> [Your instructions]: Search the entries for lines that contain the word "face", and report each one found.

========================================

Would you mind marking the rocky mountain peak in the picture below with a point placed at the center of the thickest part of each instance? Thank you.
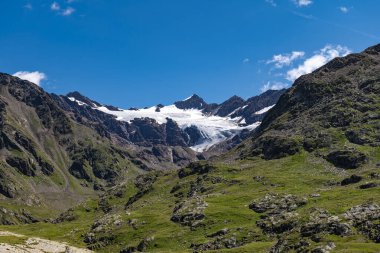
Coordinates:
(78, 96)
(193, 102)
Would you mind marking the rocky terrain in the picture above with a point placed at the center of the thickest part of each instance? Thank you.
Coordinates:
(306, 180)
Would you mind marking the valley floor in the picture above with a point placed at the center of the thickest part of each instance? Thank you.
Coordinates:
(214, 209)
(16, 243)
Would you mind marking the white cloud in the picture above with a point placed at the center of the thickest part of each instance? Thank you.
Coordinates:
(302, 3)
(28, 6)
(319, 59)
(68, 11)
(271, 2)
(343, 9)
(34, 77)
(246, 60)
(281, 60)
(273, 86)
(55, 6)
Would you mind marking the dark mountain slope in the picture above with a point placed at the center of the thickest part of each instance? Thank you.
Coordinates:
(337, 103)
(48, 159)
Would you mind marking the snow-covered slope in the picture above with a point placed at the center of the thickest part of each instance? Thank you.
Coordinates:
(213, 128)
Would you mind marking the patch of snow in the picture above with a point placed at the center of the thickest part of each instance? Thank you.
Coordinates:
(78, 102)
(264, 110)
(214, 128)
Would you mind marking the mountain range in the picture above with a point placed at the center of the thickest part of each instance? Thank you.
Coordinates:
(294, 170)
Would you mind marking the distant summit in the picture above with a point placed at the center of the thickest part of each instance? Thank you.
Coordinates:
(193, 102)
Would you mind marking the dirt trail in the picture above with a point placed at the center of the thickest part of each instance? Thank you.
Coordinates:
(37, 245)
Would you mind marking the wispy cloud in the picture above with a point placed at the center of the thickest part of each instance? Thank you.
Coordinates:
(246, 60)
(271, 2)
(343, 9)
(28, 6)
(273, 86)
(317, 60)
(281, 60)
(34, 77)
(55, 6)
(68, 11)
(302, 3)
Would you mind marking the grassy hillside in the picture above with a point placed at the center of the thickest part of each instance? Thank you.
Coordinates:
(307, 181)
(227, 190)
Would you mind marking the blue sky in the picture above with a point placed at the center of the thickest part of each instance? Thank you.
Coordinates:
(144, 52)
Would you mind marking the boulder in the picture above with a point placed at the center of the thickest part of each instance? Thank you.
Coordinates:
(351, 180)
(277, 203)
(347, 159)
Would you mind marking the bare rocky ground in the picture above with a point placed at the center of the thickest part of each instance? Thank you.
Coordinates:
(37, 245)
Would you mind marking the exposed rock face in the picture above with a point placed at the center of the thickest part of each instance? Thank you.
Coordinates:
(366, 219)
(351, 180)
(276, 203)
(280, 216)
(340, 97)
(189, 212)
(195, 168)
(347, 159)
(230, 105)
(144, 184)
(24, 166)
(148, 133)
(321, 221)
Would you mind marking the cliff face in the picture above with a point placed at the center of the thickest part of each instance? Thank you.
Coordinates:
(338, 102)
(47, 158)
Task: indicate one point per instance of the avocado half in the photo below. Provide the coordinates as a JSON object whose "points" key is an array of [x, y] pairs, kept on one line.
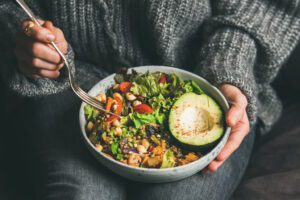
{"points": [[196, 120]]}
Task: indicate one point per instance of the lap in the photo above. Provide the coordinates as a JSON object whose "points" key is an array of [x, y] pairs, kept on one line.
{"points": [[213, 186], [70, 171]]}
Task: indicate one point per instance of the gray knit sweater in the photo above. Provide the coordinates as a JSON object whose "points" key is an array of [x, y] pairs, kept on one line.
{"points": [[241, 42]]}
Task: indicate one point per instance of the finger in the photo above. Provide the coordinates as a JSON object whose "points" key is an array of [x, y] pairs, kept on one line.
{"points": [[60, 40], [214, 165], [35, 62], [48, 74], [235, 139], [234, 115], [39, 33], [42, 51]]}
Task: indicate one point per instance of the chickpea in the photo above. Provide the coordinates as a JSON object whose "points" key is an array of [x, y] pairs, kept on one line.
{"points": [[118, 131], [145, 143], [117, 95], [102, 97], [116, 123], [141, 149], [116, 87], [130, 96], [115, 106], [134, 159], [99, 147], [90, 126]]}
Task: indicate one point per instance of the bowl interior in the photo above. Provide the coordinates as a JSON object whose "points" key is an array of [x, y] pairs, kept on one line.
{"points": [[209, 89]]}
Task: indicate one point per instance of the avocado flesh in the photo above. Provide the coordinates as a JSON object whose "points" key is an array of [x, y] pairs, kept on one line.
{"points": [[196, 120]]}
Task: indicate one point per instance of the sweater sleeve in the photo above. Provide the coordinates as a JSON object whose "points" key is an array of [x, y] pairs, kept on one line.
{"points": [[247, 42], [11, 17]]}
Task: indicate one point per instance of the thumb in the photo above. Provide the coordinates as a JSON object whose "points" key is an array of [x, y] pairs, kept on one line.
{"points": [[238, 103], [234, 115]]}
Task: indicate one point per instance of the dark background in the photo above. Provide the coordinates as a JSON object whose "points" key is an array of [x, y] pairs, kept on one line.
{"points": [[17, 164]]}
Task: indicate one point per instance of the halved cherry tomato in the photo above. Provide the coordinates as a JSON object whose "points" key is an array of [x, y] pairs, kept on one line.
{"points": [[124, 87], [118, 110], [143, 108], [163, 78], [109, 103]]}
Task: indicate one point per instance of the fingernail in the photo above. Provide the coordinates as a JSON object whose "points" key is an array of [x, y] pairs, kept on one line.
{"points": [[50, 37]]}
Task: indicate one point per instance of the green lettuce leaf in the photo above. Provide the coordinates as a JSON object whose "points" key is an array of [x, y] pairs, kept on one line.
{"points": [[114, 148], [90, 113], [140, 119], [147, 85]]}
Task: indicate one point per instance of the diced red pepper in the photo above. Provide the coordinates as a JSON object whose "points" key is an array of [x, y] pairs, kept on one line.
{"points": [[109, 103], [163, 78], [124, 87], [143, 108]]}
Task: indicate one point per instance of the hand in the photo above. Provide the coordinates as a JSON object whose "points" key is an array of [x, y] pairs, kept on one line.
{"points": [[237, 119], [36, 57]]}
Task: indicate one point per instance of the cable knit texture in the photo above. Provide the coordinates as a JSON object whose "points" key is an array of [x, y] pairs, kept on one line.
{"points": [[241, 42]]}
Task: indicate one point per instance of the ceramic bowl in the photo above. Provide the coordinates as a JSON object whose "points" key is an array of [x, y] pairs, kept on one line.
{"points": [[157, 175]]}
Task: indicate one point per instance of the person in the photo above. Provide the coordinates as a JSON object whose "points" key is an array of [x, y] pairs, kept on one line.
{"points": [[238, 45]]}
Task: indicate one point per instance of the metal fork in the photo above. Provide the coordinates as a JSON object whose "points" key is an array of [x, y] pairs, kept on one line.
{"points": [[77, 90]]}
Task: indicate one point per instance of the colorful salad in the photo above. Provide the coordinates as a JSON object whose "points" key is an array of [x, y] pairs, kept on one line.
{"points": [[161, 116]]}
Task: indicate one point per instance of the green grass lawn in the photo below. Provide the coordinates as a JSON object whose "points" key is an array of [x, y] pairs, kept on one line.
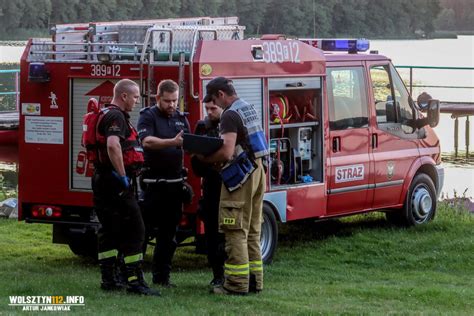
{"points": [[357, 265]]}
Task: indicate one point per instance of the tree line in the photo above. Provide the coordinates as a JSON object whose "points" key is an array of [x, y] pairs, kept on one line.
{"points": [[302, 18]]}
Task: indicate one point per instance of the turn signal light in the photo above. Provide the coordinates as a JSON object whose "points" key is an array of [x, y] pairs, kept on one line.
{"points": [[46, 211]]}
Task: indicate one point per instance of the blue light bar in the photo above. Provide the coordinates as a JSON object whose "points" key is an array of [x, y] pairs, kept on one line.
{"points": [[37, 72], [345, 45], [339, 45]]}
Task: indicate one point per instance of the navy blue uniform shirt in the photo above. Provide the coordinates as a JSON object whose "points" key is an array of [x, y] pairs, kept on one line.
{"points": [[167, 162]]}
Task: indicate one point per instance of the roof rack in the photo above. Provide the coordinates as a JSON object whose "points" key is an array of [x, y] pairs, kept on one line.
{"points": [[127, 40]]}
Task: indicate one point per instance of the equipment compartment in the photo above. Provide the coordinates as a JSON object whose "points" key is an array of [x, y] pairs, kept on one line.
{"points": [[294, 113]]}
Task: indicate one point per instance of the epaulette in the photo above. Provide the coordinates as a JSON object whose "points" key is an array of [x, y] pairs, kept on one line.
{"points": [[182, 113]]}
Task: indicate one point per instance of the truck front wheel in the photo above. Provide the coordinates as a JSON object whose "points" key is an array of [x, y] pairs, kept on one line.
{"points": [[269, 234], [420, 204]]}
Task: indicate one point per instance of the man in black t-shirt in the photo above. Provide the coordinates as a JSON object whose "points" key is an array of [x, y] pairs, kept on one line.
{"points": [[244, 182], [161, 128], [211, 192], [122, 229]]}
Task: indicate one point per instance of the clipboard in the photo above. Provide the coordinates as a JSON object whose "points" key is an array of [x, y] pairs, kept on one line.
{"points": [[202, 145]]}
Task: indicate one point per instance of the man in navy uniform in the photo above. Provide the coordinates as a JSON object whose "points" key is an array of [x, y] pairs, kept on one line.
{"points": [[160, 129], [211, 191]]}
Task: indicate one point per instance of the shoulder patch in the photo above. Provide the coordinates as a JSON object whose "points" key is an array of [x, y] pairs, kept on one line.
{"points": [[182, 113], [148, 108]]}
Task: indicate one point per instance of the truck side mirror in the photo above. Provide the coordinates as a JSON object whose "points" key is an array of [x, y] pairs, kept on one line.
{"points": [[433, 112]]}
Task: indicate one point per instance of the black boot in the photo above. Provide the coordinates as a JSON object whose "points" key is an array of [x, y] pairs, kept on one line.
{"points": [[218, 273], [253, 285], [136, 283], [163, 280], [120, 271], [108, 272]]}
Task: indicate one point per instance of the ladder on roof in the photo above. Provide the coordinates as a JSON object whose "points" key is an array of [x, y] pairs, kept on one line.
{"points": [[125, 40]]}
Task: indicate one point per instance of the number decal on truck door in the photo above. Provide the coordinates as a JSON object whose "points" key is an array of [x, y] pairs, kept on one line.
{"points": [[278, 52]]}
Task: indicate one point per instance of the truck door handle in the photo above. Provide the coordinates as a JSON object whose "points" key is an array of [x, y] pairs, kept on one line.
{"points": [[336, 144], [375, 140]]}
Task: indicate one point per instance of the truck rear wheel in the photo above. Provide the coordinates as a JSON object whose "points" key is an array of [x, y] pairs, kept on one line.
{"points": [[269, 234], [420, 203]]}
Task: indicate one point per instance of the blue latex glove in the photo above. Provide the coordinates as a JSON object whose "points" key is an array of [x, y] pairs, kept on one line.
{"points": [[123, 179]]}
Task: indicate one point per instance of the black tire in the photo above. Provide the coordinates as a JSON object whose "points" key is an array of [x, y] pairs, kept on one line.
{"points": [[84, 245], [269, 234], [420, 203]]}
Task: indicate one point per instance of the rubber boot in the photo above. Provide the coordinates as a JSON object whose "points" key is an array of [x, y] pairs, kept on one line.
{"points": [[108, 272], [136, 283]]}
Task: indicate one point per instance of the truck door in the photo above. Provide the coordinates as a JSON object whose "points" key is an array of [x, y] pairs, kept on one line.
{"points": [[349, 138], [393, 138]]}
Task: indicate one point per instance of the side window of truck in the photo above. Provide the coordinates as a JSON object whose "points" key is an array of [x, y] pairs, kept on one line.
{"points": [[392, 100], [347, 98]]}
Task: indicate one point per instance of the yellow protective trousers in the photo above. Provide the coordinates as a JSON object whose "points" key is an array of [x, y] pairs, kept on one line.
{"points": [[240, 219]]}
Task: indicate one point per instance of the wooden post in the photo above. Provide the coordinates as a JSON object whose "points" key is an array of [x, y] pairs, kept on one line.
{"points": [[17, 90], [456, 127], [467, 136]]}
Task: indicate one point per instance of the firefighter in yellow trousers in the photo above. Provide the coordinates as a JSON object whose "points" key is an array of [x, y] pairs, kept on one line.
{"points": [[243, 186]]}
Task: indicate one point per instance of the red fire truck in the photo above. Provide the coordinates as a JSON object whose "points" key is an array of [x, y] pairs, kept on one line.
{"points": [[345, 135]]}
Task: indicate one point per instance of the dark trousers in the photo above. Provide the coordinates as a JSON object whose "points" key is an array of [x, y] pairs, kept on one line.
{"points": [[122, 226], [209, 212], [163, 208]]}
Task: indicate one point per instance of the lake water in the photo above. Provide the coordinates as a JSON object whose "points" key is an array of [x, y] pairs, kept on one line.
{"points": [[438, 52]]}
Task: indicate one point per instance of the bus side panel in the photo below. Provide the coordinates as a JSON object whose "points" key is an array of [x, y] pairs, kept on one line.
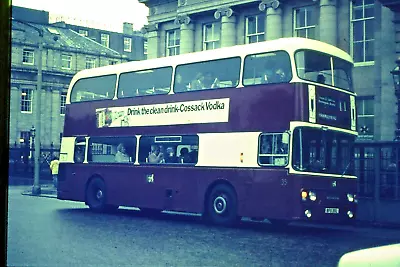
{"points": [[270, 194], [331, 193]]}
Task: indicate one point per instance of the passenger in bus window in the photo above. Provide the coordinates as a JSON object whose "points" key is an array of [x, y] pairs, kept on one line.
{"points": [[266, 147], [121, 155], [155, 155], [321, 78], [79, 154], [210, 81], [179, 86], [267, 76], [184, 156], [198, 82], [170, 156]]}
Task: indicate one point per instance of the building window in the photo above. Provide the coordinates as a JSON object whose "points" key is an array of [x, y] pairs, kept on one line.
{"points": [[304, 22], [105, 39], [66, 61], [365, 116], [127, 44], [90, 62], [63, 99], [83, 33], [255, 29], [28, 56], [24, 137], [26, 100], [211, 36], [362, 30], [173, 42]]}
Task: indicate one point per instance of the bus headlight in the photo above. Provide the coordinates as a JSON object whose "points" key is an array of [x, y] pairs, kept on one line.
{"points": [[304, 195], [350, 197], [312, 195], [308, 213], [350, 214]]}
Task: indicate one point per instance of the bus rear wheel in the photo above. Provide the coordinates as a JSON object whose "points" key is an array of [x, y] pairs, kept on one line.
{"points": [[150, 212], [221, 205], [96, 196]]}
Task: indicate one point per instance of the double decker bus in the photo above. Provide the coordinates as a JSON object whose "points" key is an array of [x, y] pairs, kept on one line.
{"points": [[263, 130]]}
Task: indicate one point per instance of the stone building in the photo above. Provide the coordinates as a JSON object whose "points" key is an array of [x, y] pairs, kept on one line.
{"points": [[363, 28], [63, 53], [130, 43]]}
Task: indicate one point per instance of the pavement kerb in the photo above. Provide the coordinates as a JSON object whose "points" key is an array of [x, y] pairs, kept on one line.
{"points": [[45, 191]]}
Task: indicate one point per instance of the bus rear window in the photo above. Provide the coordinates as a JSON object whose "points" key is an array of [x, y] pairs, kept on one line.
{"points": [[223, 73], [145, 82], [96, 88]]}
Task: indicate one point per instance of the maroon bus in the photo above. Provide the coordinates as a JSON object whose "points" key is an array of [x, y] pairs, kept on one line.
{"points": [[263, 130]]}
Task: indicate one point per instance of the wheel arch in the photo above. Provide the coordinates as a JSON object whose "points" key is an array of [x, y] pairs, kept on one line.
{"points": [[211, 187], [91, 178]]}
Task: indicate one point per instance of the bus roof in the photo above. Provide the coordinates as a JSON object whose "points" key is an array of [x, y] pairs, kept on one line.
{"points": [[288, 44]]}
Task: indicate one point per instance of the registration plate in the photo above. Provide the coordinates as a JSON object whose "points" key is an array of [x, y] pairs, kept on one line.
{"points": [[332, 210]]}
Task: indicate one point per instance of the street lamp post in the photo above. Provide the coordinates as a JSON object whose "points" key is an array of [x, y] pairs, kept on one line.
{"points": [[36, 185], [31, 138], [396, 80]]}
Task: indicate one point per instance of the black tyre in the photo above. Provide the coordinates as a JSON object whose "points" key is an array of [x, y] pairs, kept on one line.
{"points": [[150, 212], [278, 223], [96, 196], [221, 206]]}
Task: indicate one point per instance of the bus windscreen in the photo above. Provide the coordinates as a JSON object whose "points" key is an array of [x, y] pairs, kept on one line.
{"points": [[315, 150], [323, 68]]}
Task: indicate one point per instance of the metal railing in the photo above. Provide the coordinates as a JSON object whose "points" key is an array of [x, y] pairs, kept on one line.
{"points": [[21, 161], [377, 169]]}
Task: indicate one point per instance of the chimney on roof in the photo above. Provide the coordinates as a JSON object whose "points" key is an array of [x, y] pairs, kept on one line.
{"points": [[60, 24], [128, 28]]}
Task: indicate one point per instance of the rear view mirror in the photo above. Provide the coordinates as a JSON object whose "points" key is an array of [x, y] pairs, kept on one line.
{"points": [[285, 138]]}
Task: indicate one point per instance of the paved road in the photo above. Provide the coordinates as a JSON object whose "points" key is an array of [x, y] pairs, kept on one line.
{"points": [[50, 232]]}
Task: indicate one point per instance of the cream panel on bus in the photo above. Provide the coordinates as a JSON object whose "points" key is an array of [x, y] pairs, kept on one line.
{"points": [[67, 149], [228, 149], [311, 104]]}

========================================

> [Solution]:
Would you mind marking the exposed rock face in the picture above with a point placed at the center of the thickest part of each instance? Thank you.
Would you mind marking the cliff face in the picture above with a point placed at the center of the thickest part of each instance? Thank you.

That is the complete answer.